* _GIVEN DATA_

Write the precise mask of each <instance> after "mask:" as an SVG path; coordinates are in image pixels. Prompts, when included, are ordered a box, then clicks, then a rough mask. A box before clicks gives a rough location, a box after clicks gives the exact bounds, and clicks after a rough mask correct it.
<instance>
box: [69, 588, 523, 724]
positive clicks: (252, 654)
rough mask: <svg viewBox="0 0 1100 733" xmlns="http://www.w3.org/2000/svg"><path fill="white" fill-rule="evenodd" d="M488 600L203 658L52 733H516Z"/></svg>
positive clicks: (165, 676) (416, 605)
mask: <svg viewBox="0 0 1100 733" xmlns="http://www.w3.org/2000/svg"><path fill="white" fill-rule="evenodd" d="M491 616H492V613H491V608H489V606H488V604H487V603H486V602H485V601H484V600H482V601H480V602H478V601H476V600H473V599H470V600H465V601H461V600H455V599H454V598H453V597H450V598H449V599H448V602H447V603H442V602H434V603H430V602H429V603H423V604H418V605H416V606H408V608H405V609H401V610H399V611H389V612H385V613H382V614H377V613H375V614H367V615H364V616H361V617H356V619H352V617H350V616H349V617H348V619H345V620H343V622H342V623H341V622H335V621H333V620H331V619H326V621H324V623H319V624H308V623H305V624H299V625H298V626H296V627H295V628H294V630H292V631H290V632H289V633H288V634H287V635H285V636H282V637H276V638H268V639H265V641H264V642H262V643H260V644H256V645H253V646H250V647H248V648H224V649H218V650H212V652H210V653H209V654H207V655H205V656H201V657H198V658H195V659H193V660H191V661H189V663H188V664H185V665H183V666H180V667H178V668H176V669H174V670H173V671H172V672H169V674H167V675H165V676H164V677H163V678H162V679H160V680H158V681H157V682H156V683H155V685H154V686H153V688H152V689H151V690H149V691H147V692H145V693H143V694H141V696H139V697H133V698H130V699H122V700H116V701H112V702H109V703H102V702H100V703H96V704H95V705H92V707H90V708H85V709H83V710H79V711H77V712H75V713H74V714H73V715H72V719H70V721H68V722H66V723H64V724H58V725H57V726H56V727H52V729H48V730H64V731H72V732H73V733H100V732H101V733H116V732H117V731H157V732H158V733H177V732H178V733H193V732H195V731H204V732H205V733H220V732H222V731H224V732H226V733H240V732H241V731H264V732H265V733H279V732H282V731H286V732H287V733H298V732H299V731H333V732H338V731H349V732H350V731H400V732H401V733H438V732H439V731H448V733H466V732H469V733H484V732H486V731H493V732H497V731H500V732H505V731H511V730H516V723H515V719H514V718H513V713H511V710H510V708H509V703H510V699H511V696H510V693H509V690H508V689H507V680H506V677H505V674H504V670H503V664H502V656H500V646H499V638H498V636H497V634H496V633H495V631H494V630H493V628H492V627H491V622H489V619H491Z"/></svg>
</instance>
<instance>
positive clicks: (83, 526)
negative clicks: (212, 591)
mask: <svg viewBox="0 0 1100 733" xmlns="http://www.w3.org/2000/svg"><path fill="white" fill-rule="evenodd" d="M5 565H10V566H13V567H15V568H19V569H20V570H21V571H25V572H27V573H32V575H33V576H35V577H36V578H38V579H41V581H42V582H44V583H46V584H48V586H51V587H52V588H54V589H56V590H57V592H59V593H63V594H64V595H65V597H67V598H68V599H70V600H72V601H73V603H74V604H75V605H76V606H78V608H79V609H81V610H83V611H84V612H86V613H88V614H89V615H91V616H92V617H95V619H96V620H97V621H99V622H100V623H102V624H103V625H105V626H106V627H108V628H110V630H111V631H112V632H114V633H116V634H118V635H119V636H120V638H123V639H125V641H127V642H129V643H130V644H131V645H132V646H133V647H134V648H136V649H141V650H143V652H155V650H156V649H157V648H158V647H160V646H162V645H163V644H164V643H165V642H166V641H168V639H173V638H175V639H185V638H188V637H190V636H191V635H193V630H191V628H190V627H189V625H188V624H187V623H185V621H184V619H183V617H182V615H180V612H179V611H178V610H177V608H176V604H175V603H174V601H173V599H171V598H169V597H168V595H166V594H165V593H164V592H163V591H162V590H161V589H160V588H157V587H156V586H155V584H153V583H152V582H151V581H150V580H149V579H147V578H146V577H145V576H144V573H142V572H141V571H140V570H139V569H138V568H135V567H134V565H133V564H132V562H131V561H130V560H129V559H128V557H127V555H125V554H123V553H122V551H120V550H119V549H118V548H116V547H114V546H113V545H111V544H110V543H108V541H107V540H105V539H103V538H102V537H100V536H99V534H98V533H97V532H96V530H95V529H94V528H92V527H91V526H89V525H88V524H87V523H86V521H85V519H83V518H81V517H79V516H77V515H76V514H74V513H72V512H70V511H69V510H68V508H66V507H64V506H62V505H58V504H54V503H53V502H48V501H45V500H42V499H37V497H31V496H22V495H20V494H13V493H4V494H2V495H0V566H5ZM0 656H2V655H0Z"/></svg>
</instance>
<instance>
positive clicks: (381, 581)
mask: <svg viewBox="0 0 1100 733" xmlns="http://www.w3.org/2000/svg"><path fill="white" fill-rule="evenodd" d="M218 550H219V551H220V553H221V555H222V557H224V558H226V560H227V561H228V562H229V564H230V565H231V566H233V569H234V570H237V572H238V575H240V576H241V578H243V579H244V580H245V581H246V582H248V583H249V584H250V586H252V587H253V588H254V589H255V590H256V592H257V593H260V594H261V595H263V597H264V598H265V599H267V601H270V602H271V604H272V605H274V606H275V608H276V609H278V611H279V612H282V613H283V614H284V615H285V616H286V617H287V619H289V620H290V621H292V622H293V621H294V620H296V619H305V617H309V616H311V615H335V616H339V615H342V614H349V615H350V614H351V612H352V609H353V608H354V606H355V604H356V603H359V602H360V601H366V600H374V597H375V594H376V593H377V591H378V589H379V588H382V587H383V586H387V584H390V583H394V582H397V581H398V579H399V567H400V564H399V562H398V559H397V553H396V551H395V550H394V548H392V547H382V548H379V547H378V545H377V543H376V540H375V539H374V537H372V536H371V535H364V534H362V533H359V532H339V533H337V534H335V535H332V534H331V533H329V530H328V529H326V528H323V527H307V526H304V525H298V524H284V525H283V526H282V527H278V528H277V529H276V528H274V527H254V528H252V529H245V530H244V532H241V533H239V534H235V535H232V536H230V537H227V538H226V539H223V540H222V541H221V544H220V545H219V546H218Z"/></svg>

* _EXERCISE DETAILS_
Write out the whole listing exactly as it stands.

* _RESPONSE TO THIS TASK_
Write the precise mask of each <instance> after "mask:" as an SVG path; coordinates are in image pixels. Prompts, when included, are ordered a box, then clicks, then a rough mask. A box before clicks gives a rough location, a box after clicks gives the exact bounds, and clicks after a rough mask correct it.
<instance>
box: [69, 588, 523, 724]
positive clicks: (252, 654)
rough mask: <svg viewBox="0 0 1100 733" xmlns="http://www.w3.org/2000/svg"><path fill="white" fill-rule="evenodd" d="M488 600L203 658L52 733H516Z"/></svg>
positive clicks: (165, 676) (416, 605)
mask: <svg viewBox="0 0 1100 733" xmlns="http://www.w3.org/2000/svg"><path fill="white" fill-rule="evenodd" d="M491 616H492V613H491V608H489V606H488V604H487V603H486V602H485V601H484V600H482V601H480V602H478V601H476V600H473V599H470V600H465V601H461V600H455V599H454V598H453V597H450V598H449V599H448V602H447V603H442V602H434V603H430V602H429V603H423V604H418V605H416V606H408V608H405V609H401V610H399V611H389V612H385V613H382V614H377V613H375V614H367V615H364V616H361V617H356V619H352V617H350V616H349V617H348V619H345V620H343V622H342V623H341V622H335V621H333V620H331V619H326V621H324V623H319V624H308V623H305V624H299V625H298V626H296V627H295V628H294V630H292V631H290V632H289V633H288V634H287V635H285V636H282V637H276V638H268V639H265V641H264V642H262V643H260V644H256V645H253V646H250V647H248V648H224V649H218V650H212V652H210V653H209V654H207V655H205V656H201V657H198V658H195V659H193V660H191V661H189V663H188V664H185V665H183V666H180V667H178V668H176V669H174V670H173V671H172V672H169V674H167V675H165V676H164V677H163V678H162V679H160V680H158V681H157V682H156V683H155V685H154V686H153V688H152V689H151V690H149V691H147V692H145V693H143V694H141V696H139V697H133V698H130V699H122V700H116V701H112V702H109V703H102V702H100V703H96V704H95V705H92V707H90V708H85V709H83V710H79V711H77V712H75V713H74V714H73V715H72V719H70V721H68V722H66V723H64V724H58V725H57V726H56V727H52V729H48V730H64V731H72V732H73V733H100V732H101V733H116V732H117V731H157V732H158V733H177V732H178V733H193V732H195V731H204V732H205V733H220V732H222V731H224V732H226V733H240V732H241V731H264V732H265V733H279V732H282V731H286V732H287V733H298V732H299V731H333V732H338V731H349V732H350V731H400V732H401V733H438V732H439V731H448V733H466V732H469V733H484V732H486V731H493V732H497V731H500V732H505V731H511V730H516V723H515V719H514V718H513V713H511V710H510V708H509V703H510V699H511V696H510V693H509V690H508V689H507V680H506V677H505V674H504V670H503V664H502V656H500V646H499V638H498V636H497V634H496V633H495V631H494V630H493V628H492V627H491V622H489V619H491Z"/></svg>
</instance>
<instance>
positive clicks: (83, 526)
negative clicks: (212, 591)
mask: <svg viewBox="0 0 1100 733" xmlns="http://www.w3.org/2000/svg"><path fill="white" fill-rule="evenodd" d="M5 565H10V566H13V567H15V568H19V569H20V570H21V571H25V572H27V573H32V575H33V576H35V577H36V578H38V579H41V581H42V582H44V583H46V584H48V586H51V587H52V588H54V589H56V590H57V592H59V593H63V594H64V595H65V597H67V598H68V599H70V600H72V601H73V603H74V604H75V605H76V606H78V608H79V609H81V610H83V611H84V612H86V613H88V614H89V615H91V616H92V617H95V619H96V620H97V621H99V622H100V623H102V624H103V625H105V626H106V627H108V628H110V630H111V631H112V632H114V633H116V634H118V635H119V636H120V638H123V639H125V641H127V642H129V643H130V644H131V645H132V646H133V647H134V648H136V649H141V650H143V652H155V650H156V649H157V648H158V647H160V646H162V645H163V644H164V643H165V642H166V641H168V639H173V638H175V639H185V638H188V637H190V636H191V635H193V630H191V628H190V627H189V625H188V624H187V623H185V621H184V619H183V617H182V615H180V612H179V611H178V610H177V608H176V604H175V603H174V601H173V599H171V598H169V597H168V595H166V594H165V593H164V592H163V591H162V590H161V589H160V588H157V587H156V586H155V584H153V583H152V582H151V581H150V580H149V579H147V578H146V577H145V576H144V573H142V572H141V571H140V570H139V569H138V568H135V567H134V565H133V564H132V562H131V561H130V560H129V559H128V557H127V555H125V554H123V553H122V551H120V550H119V549H118V548H116V547H114V546H113V545H111V544H110V543H108V541H107V540H105V539H103V538H102V537H100V536H99V534H98V533H97V532H96V530H95V529H94V528H92V527H91V526H89V525H88V524H87V523H86V521H85V519H83V518H81V517H79V516H77V515H76V514H74V513H72V512H70V511H69V510H68V508H66V507H64V506H62V505H58V504H54V503H53V502H48V501H45V500H42V499H37V497H31V496H22V495H20V494H13V493H4V494H2V495H0V566H5ZM0 656H2V655H0Z"/></svg>
</instance>
<instance>
positive clicks: (381, 581)
mask: <svg viewBox="0 0 1100 733" xmlns="http://www.w3.org/2000/svg"><path fill="white" fill-rule="evenodd" d="M218 550H219V551H220V553H221V555H222V557H224V558H226V560H227V561H228V562H229V564H230V565H231V566H233V569H234V570H237V572H238V575H240V576H241V578H243V579H244V580H245V581H246V582H248V583H249V584H250V586H252V587H253V588H254V589H255V590H256V592H257V593H260V594H261V595H263V597H264V598H265V599H267V601H270V602H271V604H272V605H274V606H275V608H276V609H278V611H279V612H282V613H283V614H284V615H285V616H286V617H287V619H289V620H290V621H292V622H293V621H294V620H296V619H305V617H309V616H311V615H335V616H339V615H342V614H349V615H350V614H351V612H352V609H353V608H354V606H355V604H356V603H359V602H360V601H366V600H374V597H375V594H376V593H377V591H378V589H379V588H382V587H383V586H387V584H390V583H394V582H397V581H398V579H399V567H400V564H399V562H398V559H397V553H396V551H395V550H394V548H392V547H382V548H379V547H378V545H377V543H376V540H375V539H374V537H372V536H371V535H364V534H362V533H359V532H339V533H337V534H335V535H332V534H331V533H329V530H328V529H326V528H323V527H307V526H304V525H298V524H284V525H283V526H282V527H278V528H277V529H276V528H274V527H254V528H252V529H245V530H244V532H241V533H239V534H235V535H232V536H230V537H227V538H226V539H223V540H222V541H221V544H220V545H219V546H218Z"/></svg>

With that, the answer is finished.